══ EXTRAIT ══

Roger a vu deux films. Un « de bonne série » intitulé « Le vol du secret de l’atome », de Jerry Hopper. Histoire de kidnapping en échange de secrets atomiques. On y voit le FBI en action, et plein de suspense. Roger semble satisfait.
L’autre film n’a rien à voir avec l’émission, mais une fois de plus, Roger s’en tamponne. Il a adoré « Vacances romaines » de William Wyler, un film sans policier, ni aventure, ni meurtre, ni vol, pas même une petite escroquerie de rien du tout, mais qu’à cela ne tienne, en conclusion il trouvera une pirouette tirée par les cheveux pour retomber sur ses pattes.
Il nous le dit d’avance, ces vacances romaines, il n’a pas trop le temps d’en parler. Mais il ne faut jamais se fier à son annonce puisque le temps, il va le prendre. Alors il n’a pas grand-chose à en dire : les bons films il les reconnaît à ce qu’on a rien à dire sur eux. Une leçon que tout critique ou historien du cinéma devrait retenir.
Une autre encore « A tous ceux qui voudraient se distraire, se détendre sans complication , sans philosophie, sans littérature, sans message social à la clé, je ne saurais trop le conseiller ».
Les échos de Maurice Renault : la police américaine décide d’humilier les détectives de l’agence Pinkerton, en leur proposant de partir à la recherche des neuf pistolets que l’agence a laissé s’envoler dans la nature.
Une jeune fille blonde en robe de bal (11-05-1954) (second lien ici)

═══

CONSIGNE
D'après l'extrait, qu'est-ce qui est absent de « Vacances romaines » ? Listez tous ces éléments. Basez-vous uniquement sur l'extrait.

══ MATÉRIEL FOURNI ══

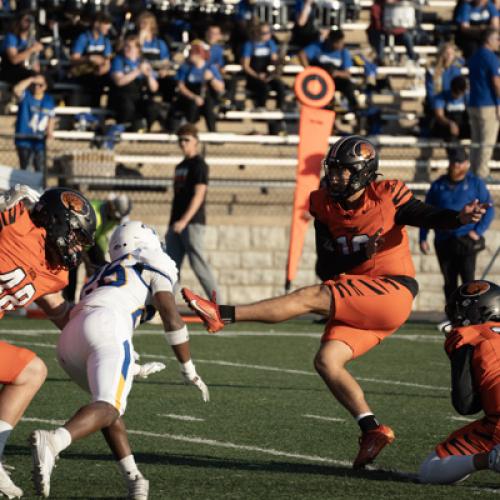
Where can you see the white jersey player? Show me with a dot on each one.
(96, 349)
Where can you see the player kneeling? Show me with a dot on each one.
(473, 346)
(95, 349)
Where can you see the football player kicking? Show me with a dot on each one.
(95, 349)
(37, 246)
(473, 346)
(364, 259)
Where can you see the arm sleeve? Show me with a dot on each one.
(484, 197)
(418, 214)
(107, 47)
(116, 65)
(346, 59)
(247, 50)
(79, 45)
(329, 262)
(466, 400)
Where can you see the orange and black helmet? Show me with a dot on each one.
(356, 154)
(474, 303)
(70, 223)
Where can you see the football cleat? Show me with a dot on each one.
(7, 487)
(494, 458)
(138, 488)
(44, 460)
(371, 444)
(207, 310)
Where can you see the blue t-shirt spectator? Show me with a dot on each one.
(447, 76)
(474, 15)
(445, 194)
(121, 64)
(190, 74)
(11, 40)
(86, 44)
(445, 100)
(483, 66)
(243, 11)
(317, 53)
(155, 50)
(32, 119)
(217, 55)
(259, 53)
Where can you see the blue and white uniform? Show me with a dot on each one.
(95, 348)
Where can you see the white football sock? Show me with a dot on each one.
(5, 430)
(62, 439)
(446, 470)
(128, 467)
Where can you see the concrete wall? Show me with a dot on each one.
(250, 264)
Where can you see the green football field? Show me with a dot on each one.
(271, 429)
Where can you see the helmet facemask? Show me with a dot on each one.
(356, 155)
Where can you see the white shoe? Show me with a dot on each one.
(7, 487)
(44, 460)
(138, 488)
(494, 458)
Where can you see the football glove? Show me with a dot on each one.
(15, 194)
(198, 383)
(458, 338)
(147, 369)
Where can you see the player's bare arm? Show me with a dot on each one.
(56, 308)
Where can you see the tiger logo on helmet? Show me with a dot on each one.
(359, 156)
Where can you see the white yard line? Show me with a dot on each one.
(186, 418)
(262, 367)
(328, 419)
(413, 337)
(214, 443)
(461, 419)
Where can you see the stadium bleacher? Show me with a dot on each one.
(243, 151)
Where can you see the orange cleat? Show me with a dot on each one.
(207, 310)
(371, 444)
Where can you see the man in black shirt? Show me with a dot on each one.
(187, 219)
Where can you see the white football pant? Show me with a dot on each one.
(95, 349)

═══

RÉPONSE
- policier
- aventure
- meurtre
- vol
- petite escroquerie